TASK REQUIREMENTS:
If a line in the data holds the string "naming", list it.

Stored data entries:
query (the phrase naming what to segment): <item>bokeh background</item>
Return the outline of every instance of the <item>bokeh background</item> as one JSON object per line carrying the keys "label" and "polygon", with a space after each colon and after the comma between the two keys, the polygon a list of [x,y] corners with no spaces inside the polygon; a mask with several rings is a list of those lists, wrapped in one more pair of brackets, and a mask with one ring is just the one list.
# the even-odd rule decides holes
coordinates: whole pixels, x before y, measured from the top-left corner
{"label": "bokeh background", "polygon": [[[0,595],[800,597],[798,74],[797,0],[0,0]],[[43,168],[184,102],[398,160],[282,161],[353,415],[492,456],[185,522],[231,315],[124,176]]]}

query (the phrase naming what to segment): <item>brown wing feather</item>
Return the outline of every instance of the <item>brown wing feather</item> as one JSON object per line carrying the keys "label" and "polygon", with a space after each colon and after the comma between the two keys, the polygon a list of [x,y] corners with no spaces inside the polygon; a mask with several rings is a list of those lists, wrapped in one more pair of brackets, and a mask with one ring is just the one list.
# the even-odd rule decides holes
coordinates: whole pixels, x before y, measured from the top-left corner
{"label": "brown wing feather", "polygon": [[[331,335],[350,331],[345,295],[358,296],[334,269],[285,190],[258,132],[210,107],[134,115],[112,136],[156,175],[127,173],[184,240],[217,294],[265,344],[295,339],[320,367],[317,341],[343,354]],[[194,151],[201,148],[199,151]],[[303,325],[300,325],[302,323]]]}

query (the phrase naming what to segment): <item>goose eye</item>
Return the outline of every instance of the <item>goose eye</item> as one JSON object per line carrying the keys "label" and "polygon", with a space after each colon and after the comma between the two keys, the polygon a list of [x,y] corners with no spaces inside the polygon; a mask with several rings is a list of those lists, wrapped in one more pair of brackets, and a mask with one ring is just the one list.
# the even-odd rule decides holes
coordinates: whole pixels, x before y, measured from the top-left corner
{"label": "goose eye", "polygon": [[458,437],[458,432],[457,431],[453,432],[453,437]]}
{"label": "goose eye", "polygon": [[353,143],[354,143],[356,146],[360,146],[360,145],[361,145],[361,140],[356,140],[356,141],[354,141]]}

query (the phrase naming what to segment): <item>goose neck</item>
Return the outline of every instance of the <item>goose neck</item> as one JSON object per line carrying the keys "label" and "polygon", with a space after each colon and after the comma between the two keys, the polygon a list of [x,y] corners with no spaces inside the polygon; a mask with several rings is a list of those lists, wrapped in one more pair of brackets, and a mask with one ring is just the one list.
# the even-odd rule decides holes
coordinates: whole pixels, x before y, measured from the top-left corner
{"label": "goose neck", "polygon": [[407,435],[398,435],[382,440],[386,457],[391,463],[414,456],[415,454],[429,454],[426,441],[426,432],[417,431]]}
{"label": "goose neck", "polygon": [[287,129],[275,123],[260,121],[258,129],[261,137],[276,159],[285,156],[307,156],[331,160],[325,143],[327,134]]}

TASK ANSWER:
query (the phrase naming what to segment): <item>bokeh background</item>
query (the phrase naming what to segment): <item>brown wing feather</item>
query (the phrase naming what to segment): <item>goose eye</item>
query (the phrase naming what to segment): <item>goose neck</item>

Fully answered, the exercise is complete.